» **Data section**

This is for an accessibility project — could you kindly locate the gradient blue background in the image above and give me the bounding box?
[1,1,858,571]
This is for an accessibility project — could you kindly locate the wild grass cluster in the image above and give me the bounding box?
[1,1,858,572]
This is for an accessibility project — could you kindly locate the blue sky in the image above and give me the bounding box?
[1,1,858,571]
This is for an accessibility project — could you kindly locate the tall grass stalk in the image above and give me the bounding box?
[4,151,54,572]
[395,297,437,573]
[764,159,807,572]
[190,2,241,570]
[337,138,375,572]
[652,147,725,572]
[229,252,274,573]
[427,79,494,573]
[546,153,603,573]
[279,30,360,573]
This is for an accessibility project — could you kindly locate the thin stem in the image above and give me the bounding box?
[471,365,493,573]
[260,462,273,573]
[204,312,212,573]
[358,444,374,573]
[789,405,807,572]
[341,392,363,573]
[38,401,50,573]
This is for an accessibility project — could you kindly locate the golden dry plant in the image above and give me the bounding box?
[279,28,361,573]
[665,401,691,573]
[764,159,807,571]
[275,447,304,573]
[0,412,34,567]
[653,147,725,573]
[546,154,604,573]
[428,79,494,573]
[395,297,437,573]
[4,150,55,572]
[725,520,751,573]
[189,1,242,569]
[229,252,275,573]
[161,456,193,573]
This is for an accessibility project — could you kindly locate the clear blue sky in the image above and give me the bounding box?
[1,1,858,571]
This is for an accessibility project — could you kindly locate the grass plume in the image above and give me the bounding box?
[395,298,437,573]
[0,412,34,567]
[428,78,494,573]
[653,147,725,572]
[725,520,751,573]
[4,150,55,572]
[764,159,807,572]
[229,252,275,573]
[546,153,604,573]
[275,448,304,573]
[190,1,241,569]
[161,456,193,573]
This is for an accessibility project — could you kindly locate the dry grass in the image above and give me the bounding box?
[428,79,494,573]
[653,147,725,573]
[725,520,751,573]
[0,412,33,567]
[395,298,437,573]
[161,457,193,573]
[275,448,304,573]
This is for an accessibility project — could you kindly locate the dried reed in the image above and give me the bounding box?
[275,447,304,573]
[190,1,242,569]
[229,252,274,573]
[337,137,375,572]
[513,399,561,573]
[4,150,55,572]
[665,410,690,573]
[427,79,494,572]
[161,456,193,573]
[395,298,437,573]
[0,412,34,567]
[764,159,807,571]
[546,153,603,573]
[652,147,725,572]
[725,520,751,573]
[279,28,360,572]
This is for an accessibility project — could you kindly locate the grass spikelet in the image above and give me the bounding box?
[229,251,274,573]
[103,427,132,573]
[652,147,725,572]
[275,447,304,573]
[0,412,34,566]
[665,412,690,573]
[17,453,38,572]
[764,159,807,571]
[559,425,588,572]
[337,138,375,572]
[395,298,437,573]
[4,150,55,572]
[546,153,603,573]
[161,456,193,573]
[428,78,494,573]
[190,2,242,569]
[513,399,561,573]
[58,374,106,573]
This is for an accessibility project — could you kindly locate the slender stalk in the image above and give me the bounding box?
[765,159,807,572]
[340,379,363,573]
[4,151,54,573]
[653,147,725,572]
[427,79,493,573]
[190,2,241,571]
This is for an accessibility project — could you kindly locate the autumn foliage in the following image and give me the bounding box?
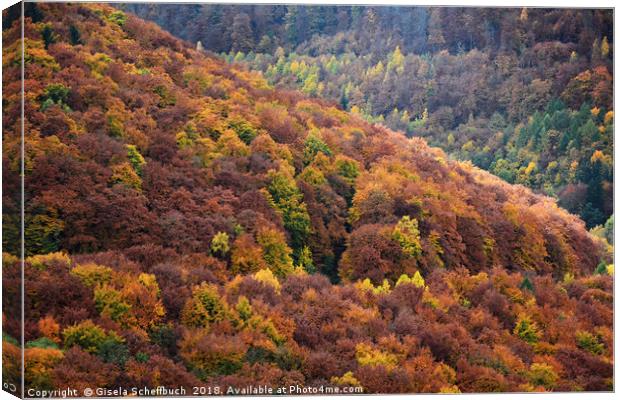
[1,2,613,395]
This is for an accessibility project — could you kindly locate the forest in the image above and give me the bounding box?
[123,4,614,228]
[1,2,614,396]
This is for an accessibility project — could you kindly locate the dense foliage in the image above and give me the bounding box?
[2,3,613,395]
[123,4,613,228]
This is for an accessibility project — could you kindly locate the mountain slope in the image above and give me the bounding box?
[2,3,613,394]
[122,3,614,228]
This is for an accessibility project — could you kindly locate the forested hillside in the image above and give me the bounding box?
[122,4,614,229]
[2,3,613,395]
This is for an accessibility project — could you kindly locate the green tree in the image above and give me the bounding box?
[229,119,258,144]
[126,144,146,176]
[575,330,604,355]
[39,83,71,111]
[395,271,425,288]
[303,134,332,165]
[24,211,64,256]
[335,157,360,182]
[94,285,132,324]
[69,25,81,45]
[391,216,422,258]
[513,315,539,344]
[107,10,127,26]
[62,320,122,354]
[26,337,59,350]
[297,245,316,273]
[265,169,311,256]
[256,227,295,277]
[595,260,608,275]
[211,231,230,256]
[182,283,228,327]
[528,363,558,389]
[519,276,534,292]
[235,296,253,322]
[71,263,113,288]
[41,24,56,49]
[97,339,129,366]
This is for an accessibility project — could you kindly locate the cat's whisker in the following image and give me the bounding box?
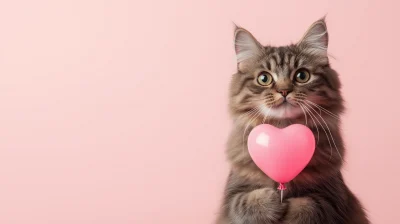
[294,93,307,98]
[303,101,322,115]
[241,99,273,108]
[304,100,340,120]
[239,96,274,109]
[298,103,320,143]
[304,103,343,161]
[243,107,258,116]
[252,98,275,103]
[242,108,262,154]
[305,100,338,119]
[300,101,333,159]
[302,104,320,143]
[253,95,274,100]
[262,105,272,124]
[298,102,308,126]
[236,107,258,121]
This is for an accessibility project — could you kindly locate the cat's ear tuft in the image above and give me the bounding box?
[297,18,328,56]
[234,25,263,71]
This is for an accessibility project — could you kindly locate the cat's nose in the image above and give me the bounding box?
[277,89,292,97]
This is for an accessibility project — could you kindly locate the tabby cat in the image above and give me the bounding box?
[216,18,370,224]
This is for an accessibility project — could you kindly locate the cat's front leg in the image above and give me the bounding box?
[282,196,340,224]
[228,188,287,224]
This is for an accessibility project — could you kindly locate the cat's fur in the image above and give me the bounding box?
[216,18,369,224]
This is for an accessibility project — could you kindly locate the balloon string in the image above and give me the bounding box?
[277,183,286,203]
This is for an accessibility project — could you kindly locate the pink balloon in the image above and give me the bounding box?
[247,124,315,186]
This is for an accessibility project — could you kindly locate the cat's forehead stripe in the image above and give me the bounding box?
[265,48,300,70]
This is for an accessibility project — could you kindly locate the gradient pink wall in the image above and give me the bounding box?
[0,0,398,223]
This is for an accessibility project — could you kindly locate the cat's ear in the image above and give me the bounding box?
[234,25,263,71]
[297,18,328,56]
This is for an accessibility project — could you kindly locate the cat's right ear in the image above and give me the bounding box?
[297,18,328,57]
[234,25,263,72]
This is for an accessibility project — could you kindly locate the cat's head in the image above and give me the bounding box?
[229,18,343,126]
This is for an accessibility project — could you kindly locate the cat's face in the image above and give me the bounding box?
[230,19,343,124]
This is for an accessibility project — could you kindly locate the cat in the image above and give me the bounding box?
[216,18,370,224]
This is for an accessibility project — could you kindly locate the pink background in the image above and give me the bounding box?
[0,0,398,223]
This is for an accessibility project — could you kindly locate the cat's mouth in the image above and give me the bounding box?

» **Exercise directions**
In your copy, please omit the pictures and print every line of the records exactly.

» **Solution**
This is for an accessibility project — could you kindly locate the gradient blue background in the image above and give me the bounding box?
[1,1,858,571]
This is for an accessibility project — could you kindly locate the wild grass cluster in the image above and give me the bounding box?
[1,1,858,572]
This is for an accessibility project — could you kindly locate the blue sky in the image above and give me the bounding box?
[1,1,858,571]
This is for an accessibility project — could you kindly locate the tall grass stalk in the image above and give me the bounding box?
[4,151,54,572]
[395,297,437,573]
[764,159,807,572]
[190,2,241,570]
[337,138,375,572]
[652,147,725,572]
[229,252,274,573]
[427,79,494,573]
[546,153,603,573]
[279,30,360,573]
This is for an accessibility project — could you kindly locate the thin stem in the image above and give me the bounding box?
[471,365,493,573]
[260,462,273,573]
[204,312,212,573]
[358,444,374,573]
[789,405,807,572]
[341,392,363,573]
[38,401,50,573]
This is for an accessibility project — could you kindly locate the golden dry plant in the image above and give me the bounding box?
[279,28,361,573]
[665,401,691,573]
[764,159,807,571]
[275,447,304,573]
[0,412,34,567]
[653,147,725,573]
[546,154,604,573]
[428,79,494,573]
[395,297,437,573]
[4,150,55,572]
[725,520,751,573]
[189,1,242,569]
[229,252,275,573]
[161,456,193,573]
This is for an accessibility project — could you kindly locate the clear blue sky in the image above and give me the bounding box?
[1,1,858,571]
This is for an accessibility project — could you kindly locate the grass plume in the image above and give me the bounding box?
[395,298,437,573]
[0,412,34,567]
[428,78,494,573]
[653,147,725,572]
[725,520,751,573]
[4,150,55,572]
[764,159,807,572]
[229,252,275,573]
[546,153,604,573]
[275,448,304,573]
[190,1,241,569]
[161,456,193,573]
This is for an accessibility project — could you kindly locate the dry grass in the image above and give me the bounding box?
[428,79,494,573]
[653,147,725,573]
[725,520,751,573]
[0,412,33,567]
[395,298,437,573]
[161,457,193,573]
[275,448,304,573]
This is for an accessibility project — could you kindly locate the dried reed in the image above and give me the bounding box?
[275,447,304,573]
[190,1,242,569]
[229,252,274,573]
[337,137,375,572]
[513,399,561,573]
[4,150,55,572]
[665,410,690,573]
[427,79,494,572]
[161,456,193,573]
[395,298,437,573]
[0,412,34,567]
[764,159,807,571]
[546,153,603,573]
[652,147,725,572]
[725,520,751,573]
[279,28,360,572]
This is for an accessibility project — could you kindly locate the grass spikelet in the image above and give me the bounding box?
[229,251,274,573]
[103,427,132,573]
[652,147,725,572]
[275,447,304,573]
[0,412,34,566]
[665,412,690,573]
[17,453,38,572]
[764,159,807,571]
[559,425,588,572]
[337,138,375,572]
[395,298,437,573]
[4,150,55,572]
[546,153,603,573]
[161,456,193,573]
[428,78,494,573]
[190,2,242,569]
[513,399,561,573]
[58,374,106,573]
This is for an accessibility project — could you kindly locate the slender stalk in the image above and give me the bounding box?
[765,159,807,572]
[340,379,363,573]
[4,151,54,573]
[653,147,725,572]
[427,79,493,573]
[190,2,241,571]
This is for an accessibility project — could you kindly locate the autumn foliage in the following image and give me the bounding box?
[1,2,613,395]
This is for an accessibility project — could you kindly locate the forest in the image above and give me the bounding box?
[123,4,614,228]
[1,2,614,396]
This is for an accessibility project — could you kindly locate the dense foliage in the image above and give me the bounding box?
[2,3,613,395]
[123,4,613,228]
This is for an accessibility project — could you kindly locate the mountain slope in the image above and give me the bounding box?
[2,3,613,394]
[122,3,614,228]
This is for an accessibility project — could you kindly locate the forested hillside in the image above and give me the bounding box?
[122,4,614,229]
[2,3,613,395]
This is for an accessibility project — could you kindly locate the green tree in the image above and give me the bounding box?
[229,119,258,144]
[126,144,146,176]
[575,330,604,355]
[39,83,71,111]
[395,271,425,288]
[303,134,332,165]
[24,211,64,256]
[335,157,360,182]
[94,285,132,324]
[69,25,81,45]
[391,216,422,258]
[513,315,539,344]
[107,10,127,26]
[62,320,122,354]
[26,337,59,350]
[297,245,316,273]
[265,169,311,256]
[256,227,295,277]
[595,260,608,275]
[211,231,230,256]
[182,283,228,327]
[528,363,558,389]
[519,276,534,292]
[235,296,253,322]
[71,263,113,288]
[41,24,56,49]
[97,339,129,366]
This is for an accessibility project — could you kindly locate the cat's whisker in the following image and give me the bounding box?
[294,93,307,98]
[303,101,322,115]
[241,99,273,108]
[304,100,340,120]
[239,96,274,109]
[298,103,320,143]
[304,103,343,161]
[243,107,258,116]
[252,98,275,103]
[242,108,262,154]
[305,100,338,119]
[300,101,333,159]
[302,104,320,143]
[253,95,274,100]
[262,105,272,124]
[298,102,308,126]
[236,107,258,121]
This is for an accessibility project — could you kindly locate the cat's ear tuft in the image above and give me the bounding box?
[297,18,328,56]
[234,25,263,71]
This is for an accessibility project — could you kindly locate the cat's nose in the image above and give me the bounding box?
[277,89,292,97]
This is for an accessibility project — could you kindly locate the tabby cat in the image above and give me the bounding box?
[216,18,370,224]
This is for an accessibility project — could you kindly locate the cat's front leg in the image above and give me the bounding box?
[282,196,340,224]
[228,188,287,224]
This is for an accessibility project — could you kindly locate the cat's fur in the image above and give me the bounding box?
[216,18,369,224]
This is for an accessibility project — could you kindly locate the balloon string in the image above and give me the bounding box?
[277,183,286,203]
This is for an accessibility project — could you kindly locate the pink balloon in the image above and give me the bounding box?
[247,124,315,186]
This is for an accessibility project — could you kindly locate the cat's forehead stripe in the image above and give me the bounding box?
[265,48,300,70]
This is for an accessibility project — could you kindly locate the gradient pink wall in the image above and give me the bounding box?
[0,0,398,223]
This is for an accessibility project — could you kindly locate the cat's ear in the image above and give me the bounding box?
[234,25,263,71]
[297,18,328,56]
This is for an accessibility project — could you kindly locate the cat's right ear in the image above and give me the bounding box?
[297,18,328,57]
[234,25,263,72]
This is for an accessibility project — could you kindly locate the cat's head in the image above and give me the bounding box?
[229,18,343,126]
This is for an accessibility project — could you kindly locate the cat's face in the image above and give me the bounding box?
[230,19,343,124]
This is for an accessibility project — could you kindly locate the cat in the image above and give me the bounding box?
[216,18,370,224]
This is for an accessibility project — could you kindly locate the pink background in the image above and give me the bounding box?
[0,0,398,223]
This is for an accessibility project — could you kindly locate the cat's mouth in the image above and give me the bounding box?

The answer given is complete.